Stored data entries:
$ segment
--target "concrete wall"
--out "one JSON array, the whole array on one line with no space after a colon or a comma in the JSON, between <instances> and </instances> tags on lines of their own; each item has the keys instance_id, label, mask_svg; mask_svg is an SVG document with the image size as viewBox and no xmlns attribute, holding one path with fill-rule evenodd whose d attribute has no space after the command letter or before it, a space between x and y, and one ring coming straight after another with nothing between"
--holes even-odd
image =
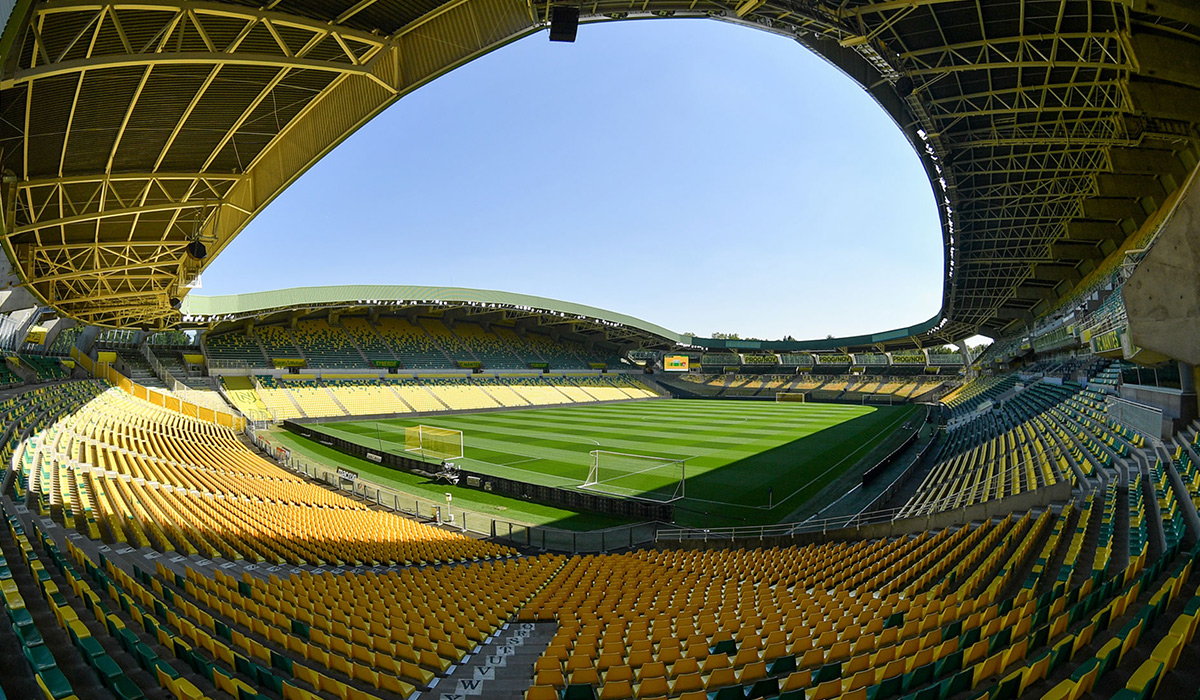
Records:
<instances>
[{"instance_id":1,"label":"concrete wall","mask_svg":"<svg viewBox=\"0 0 1200 700\"><path fill-rule=\"evenodd\" d=\"M1125 283L1131 341L1200 364L1200 179L1193 172L1158 240Z\"/></svg>"}]
</instances>

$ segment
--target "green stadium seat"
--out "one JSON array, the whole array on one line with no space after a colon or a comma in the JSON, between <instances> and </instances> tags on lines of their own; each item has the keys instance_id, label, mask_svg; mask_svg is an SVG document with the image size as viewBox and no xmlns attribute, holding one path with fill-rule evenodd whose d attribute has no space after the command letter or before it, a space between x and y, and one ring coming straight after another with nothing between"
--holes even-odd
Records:
<instances>
[{"instance_id":1,"label":"green stadium seat","mask_svg":"<svg viewBox=\"0 0 1200 700\"><path fill-rule=\"evenodd\" d=\"M25 654L25 660L29 662L29 667L35 673L40 673L47 669L52 669L56 666L54 655L46 648L45 644L36 644L34 646L22 647Z\"/></svg>"},{"instance_id":2,"label":"green stadium seat","mask_svg":"<svg viewBox=\"0 0 1200 700\"><path fill-rule=\"evenodd\" d=\"M117 700L141 700L146 697L142 693L142 689L137 687L137 684L129 680L126 676L115 678L110 689Z\"/></svg>"},{"instance_id":3,"label":"green stadium seat","mask_svg":"<svg viewBox=\"0 0 1200 700\"><path fill-rule=\"evenodd\" d=\"M58 670L57 666L50 666L38 671L37 682L43 695L46 696L46 700L63 700L74 695L71 683L63 675L63 672Z\"/></svg>"},{"instance_id":4,"label":"green stadium seat","mask_svg":"<svg viewBox=\"0 0 1200 700\"><path fill-rule=\"evenodd\" d=\"M889 700L904 692L904 676L885 678L867 690L867 700Z\"/></svg>"}]
</instances>

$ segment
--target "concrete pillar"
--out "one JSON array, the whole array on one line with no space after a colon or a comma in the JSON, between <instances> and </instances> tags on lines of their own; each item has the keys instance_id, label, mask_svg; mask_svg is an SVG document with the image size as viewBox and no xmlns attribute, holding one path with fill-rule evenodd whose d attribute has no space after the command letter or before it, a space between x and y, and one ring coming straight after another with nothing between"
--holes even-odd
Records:
<instances>
[{"instance_id":1,"label":"concrete pillar","mask_svg":"<svg viewBox=\"0 0 1200 700\"><path fill-rule=\"evenodd\" d=\"M1183 390L1179 402L1180 419L1186 425L1200 416L1200 401L1196 396L1196 366L1179 361L1179 388Z\"/></svg>"},{"instance_id":2,"label":"concrete pillar","mask_svg":"<svg viewBox=\"0 0 1200 700\"><path fill-rule=\"evenodd\" d=\"M58 338L59 333L62 333L64 330L71 328L74 325L75 321L73 319L65 317L56 318L51 321L49 327L46 329L46 342L42 343L42 347L49 348L54 344L54 341L56 338Z\"/></svg>"},{"instance_id":3,"label":"concrete pillar","mask_svg":"<svg viewBox=\"0 0 1200 700\"><path fill-rule=\"evenodd\" d=\"M91 357L92 343L96 342L96 338L100 335L100 329L95 326L88 326L79 333L75 338L75 347L79 352Z\"/></svg>"},{"instance_id":4,"label":"concrete pillar","mask_svg":"<svg viewBox=\"0 0 1200 700\"><path fill-rule=\"evenodd\" d=\"M970 367L975 358L971 356L971 347L967 345L967 341L960 340L954 346L958 348L958 354L962 355L963 366Z\"/></svg>"}]
</instances>

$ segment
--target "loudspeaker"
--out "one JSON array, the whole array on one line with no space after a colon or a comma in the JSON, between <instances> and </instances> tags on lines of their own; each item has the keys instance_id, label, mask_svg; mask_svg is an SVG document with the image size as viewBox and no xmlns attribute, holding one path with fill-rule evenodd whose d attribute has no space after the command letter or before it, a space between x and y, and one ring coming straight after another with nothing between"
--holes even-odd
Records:
<instances>
[{"instance_id":1,"label":"loudspeaker","mask_svg":"<svg viewBox=\"0 0 1200 700\"><path fill-rule=\"evenodd\" d=\"M912 78L908 77L907 75L900 76L900 79L896 81L896 94L899 95L900 97L908 97L912 93L913 93Z\"/></svg>"},{"instance_id":2,"label":"loudspeaker","mask_svg":"<svg viewBox=\"0 0 1200 700\"><path fill-rule=\"evenodd\" d=\"M208 248L200 241L192 241L187 245L187 254L197 260L203 260L208 257Z\"/></svg>"},{"instance_id":3,"label":"loudspeaker","mask_svg":"<svg viewBox=\"0 0 1200 700\"><path fill-rule=\"evenodd\" d=\"M550 8L550 41L574 42L578 31L578 7L555 5Z\"/></svg>"}]
</instances>

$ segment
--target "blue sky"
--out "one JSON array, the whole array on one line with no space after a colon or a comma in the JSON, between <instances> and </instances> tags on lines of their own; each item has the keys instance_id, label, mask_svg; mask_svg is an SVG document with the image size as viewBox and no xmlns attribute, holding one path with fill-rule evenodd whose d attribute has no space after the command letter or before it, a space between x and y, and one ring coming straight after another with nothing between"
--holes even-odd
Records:
<instances>
[{"instance_id":1,"label":"blue sky","mask_svg":"<svg viewBox=\"0 0 1200 700\"><path fill-rule=\"evenodd\" d=\"M481 287L814 338L924 321L941 275L928 181L862 89L791 40L676 20L535 34L403 98L198 293Z\"/></svg>"}]
</instances>

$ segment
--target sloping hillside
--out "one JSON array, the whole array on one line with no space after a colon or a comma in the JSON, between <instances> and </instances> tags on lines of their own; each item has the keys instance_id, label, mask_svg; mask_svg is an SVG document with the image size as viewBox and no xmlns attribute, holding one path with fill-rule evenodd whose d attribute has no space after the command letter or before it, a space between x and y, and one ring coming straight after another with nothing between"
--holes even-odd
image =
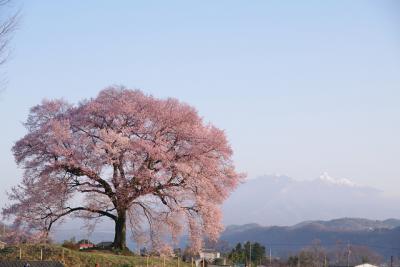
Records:
<instances>
[{"instance_id":1,"label":"sloping hillside","mask_svg":"<svg viewBox=\"0 0 400 267\"><path fill-rule=\"evenodd\" d=\"M141 256L124 256L107 252L81 252L63 248L57 245L22 245L20 247L8 247L0 250L1 260L15 260L20 255L22 260L40 260L41 250L43 260L59 261L65 263L68 267L95 266L146 266L147 257ZM149 266L163 266L163 258L149 257ZM177 266L177 259L166 258L165 265L167 267ZM180 266L187 267L188 264L180 261Z\"/></svg>"}]
</instances>

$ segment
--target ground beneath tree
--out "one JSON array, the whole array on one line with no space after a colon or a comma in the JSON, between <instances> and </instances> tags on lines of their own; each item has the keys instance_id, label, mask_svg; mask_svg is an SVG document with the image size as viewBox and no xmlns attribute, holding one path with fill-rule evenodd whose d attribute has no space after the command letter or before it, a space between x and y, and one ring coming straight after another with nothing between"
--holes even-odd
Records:
<instances>
[{"instance_id":1,"label":"ground beneath tree","mask_svg":"<svg viewBox=\"0 0 400 267\"><path fill-rule=\"evenodd\" d=\"M101 267L111 266L160 266L164 264L162 257L142 257L116 255L110 251L74 251L63 248L59 245L29 245L7 247L0 250L1 260L16 260L19 258L21 249L22 261L40 260L41 253L44 261L58 261L68 267L95 266L98 263ZM176 267L177 259L165 258L166 267ZM180 261L180 267L189 267L190 264Z\"/></svg>"}]
</instances>

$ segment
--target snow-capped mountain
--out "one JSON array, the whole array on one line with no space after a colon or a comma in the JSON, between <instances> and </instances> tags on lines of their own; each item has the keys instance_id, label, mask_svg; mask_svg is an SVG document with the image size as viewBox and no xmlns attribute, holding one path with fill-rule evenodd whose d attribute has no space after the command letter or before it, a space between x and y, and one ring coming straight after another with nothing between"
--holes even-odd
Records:
<instances>
[{"instance_id":1,"label":"snow-capped mountain","mask_svg":"<svg viewBox=\"0 0 400 267\"><path fill-rule=\"evenodd\" d=\"M331 183L334 185L358 186L356 183L350 181L349 179L346 179L346 178L338 179L338 178L331 177L331 176L329 176L329 174L327 172L324 172L323 174L321 174L319 179L323 182Z\"/></svg>"},{"instance_id":2,"label":"snow-capped mountain","mask_svg":"<svg viewBox=\"0 0 400 267\"><path fill-rule=\"evenodd\" d=\"M400 199L327 173L299 181L284 175L249 179L223 205L224 223L293 225L338 217L383 219L400 214Z\"/></svg>"}]
</instances>

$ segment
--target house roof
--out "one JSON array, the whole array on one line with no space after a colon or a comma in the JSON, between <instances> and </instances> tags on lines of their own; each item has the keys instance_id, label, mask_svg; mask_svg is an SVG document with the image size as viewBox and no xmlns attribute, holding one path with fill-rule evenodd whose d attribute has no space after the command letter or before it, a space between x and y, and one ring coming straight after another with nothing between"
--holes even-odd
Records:
<instances>
[{"instance_id":1,"label":"house roof","mask_svg":"<svg viewBox=\"0 0 400 267\"><path fill-rule=\"evenodd\" d=\"M107 247L107 246L112 246L113 244L114 243L111 242L111 241L106 241L106 242L100 242L96 246L98 246L98 247L101 247L101 246Z\"/></svg>"},{"instance_id":2,"label":"house roof","mask_svg":"<svg viewBox=\"0 0 400 267\"><path fill-rule=\"evenodd\" d=\"M205 249L201 250L200 252L203 252L203 253L218 253L219 251L216 251L215 249L211 249L211 248L205 248Z\"/></svg>"},{"instance_id":3,"label":"house roof","mask_svg":"<svg viewBox=\"0 0 400 267\"><path fill-rule=\"evenodd\" d=\"M0 240L0 243L1 243L1 244L7 244L6 242L3 242L3 241L1 241L1 240Z\"/></svg>"},{"instance_id":4,"label":"house roof","mask_svg":"<svg viewBox=\"0 0 400 267\"><path fill-rule=\"evenodd\" d=\"M64 267L64 265L57 261L2 261L0 260L1 267L24 267L29 263L31 267Z\"/></svg>"},{"instance_id":5,"label":"house roof","mask_svg":"<svg viewBox=\"0 0 400 267\"><path fill-rule=\"evenodd\" d=\"M81 245L81 244L93 244L93 243L88 239L82 239L79 240L78 244Z\"/></svg>"}]
</instances>

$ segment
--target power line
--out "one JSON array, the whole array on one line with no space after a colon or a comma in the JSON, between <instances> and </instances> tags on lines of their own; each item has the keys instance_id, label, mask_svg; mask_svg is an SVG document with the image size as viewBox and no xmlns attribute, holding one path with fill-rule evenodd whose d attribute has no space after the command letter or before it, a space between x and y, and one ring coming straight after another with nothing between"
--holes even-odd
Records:
<instances>
[{"instance_id":1,"label":"power line","mask_svg":"<svg viewBox=\"0 0 400 267\"><path fill-rule=\"evenodd\" d=\"M353 245L357 246L366 246L366 247L375 247L375 248L384 248L384 249L393 249L393 250L400 250L400 247L393 247L393 246L385 246L376 243L361 243L361 242L351 242ZM268 245L272 247L282 247L282 246L292 246L292 247L300 247L300 246L312 246L312 243L268 243ZM345 246L344 244L336 243L336 242L324 242L319 243L320 246Z\"/></svg>"}]
</instances>

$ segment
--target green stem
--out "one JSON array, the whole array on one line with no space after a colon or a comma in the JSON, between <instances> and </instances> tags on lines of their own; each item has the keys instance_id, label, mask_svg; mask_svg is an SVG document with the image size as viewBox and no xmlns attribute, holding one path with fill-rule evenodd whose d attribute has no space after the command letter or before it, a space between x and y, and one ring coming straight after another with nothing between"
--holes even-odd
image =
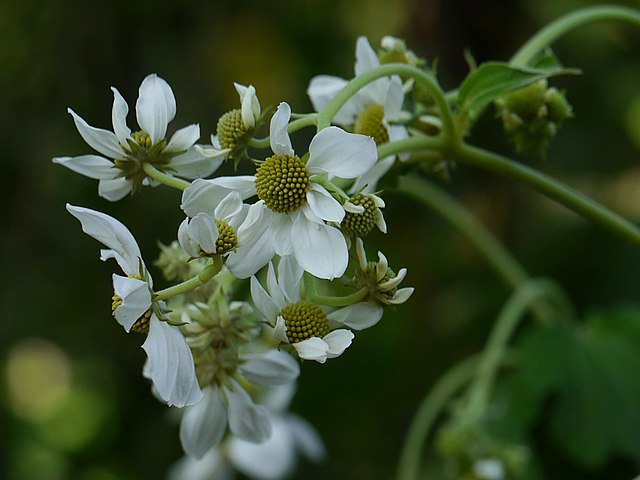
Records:
<instances>
[{"instance_id":1,"label":"green stem","mask_svg":"<svg viewBox=\"0 0 640 480\"><path fill-rule=\"evenodd\" d=\"M297 118L287 126L287 131L289 133L296 132L304 127L310 127L312 125L316 125L318 121L317 113L310 113L305 115L304 117ZM254 148L269 148L270 146L270 137L264 138L251 138L249 139L249 146Z\"/></svg>"},{"instance_id":2,"label":"green stem","mask_svg":"<svg viewBox=\"0 0 640 480\"><path fill-rule=\"evenodd\" d=\"M633 8L600 5L582 8L564 15L540 30L511 59L514 67L526 66L535 56L565 33L600 20L621 20L640 27L640 12Z\"/></svg>"},{"instance_id":3,"label":"green stem","mask_svg":"<svg viewBox=\"0 0 640 480\"><path fill-rule=\"evenodd\" d=\"M213 257L212 262L198 275L185 282L179 283L178 285L156 292L153 296L153 300L166 300L167 298L190 292L191 290L198 288L203 283L211 280L220 272L220 270L222 270L222 258L220 255L216 255Z\"/></svg>"},{"instance_id":4,"label":"green stem","mask_svg":"<svg viewBox=\"0 0 640 480\"><path fill-rule=\"evenodd\" d=\"M521 181L569 210L640 246L640 229L591 198L563 183L501 155L462 145L452 155L460 163L491 170Z\"/></svg>"},{"instance_id":5,"label":"green stem","mask_svg":"<svg viewBox=\"0 0 640 480\"><path fill-rule=\"evenodd\" d=\"M477 368L478 356L467 358L447 370L429 390L420 403L405 437L396 471L396 480L417 480L420 478L422 448L431 427L448 404L449 399L473 379Z\"/></svg>"},{"instance_id":6,"label":"green stem","mask_svg":"<svg viewBox=\"0 0 640 480\"><path fill-rule=\"evenodd\" d=\"M327 305L330 307L346 307L353 305L364 300L369 294L367 287L362 287L357 292L353 292L351 295L345 295L344 297L329 297L325 295L313 295L311 301L313 303L319 303L321 305Z\"/></svg>"},{"instance_id":7,"label":"green stem","mask_svg":"<svg viewBox=\"0 0 640 480\"><path fill-rule=\"evenodd\" d=\"M445 98L445 94L436 82L435 78L419 68L401 63L389 63L376 67L368 72L363 73L347 83L342 90L327 104L327 106L318 115L318 131L328 127L333 117L338 113L342 106L353 97L358 91L374 82L378 78L388 77L390 75L406 75L414 78L421 83L432 95L433 99L440 110L442 117L442 136L445 143L458 143L459 135L457 133L453 115L449 103Z\"/></svg>"},{"instance_id":8,"label":"green stem","mask_svg":"<svg viewBox=\"0 0 640 480\"><path fill-rule=\"evenodd\" d=\"M144 170L144 173L149 175L149 177L153 178L154 180L157 180L160 183L168 185L169 187L177 188L178 190L184 190L189 185L191 185L189 182L182 180L181 178L176 178L161 172L150 163L143 163L142 169Z\"/></svg>"},{"instance_id":9,"label":"green stem","mask_svg":"<svg viewBox=\"0 0 640 480\"><path fill-rule=\"evenodd\" d=\"M532 302L540 297L557 298L558 287L545 279L529 280L518 288L502 308L491 331L485 347L478 371L469 387L468 403L463 417L474 422L482 419L486 413L491 388L496 377L498 366L513 332Z\"/></svg>"},{"instance_id":10,"label":"green stem","mask_svg":"<svg viewBox=\"0 0 640 480\"><path fill-rule=\"evenodd\" d=\"M417 175L401 177L399 189L427 205L460 230L482 252L509 286L518 288L526 283L527 272L513 255L443 189Z\"/></svg>"},{"instance_id":11,"label":"green stem","mask_svg":"<svg viewBox=\"0 0 640 480\"><path fill-rule=\"evenodd\" d=\"M446 150L447 142L442 137L410 137L395 142L383 143L378 147L378 158L386 158L404 152L421 152L424 150L432 152L443 152Z\"/></svg>"}]
</instances>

#### What is being asked
Scan the lines above for the word "target" and copy every one where it occurs.

#### Response area
--target "concrete wall"
--target "green stadium seat"
--target "concrete pillar"
--target "loudspeaker"
--target "blue sky"
--target sloping hillside
--target ground beneath tree
--target snow-capped mountain
--target house roof
--target power line
--target green stem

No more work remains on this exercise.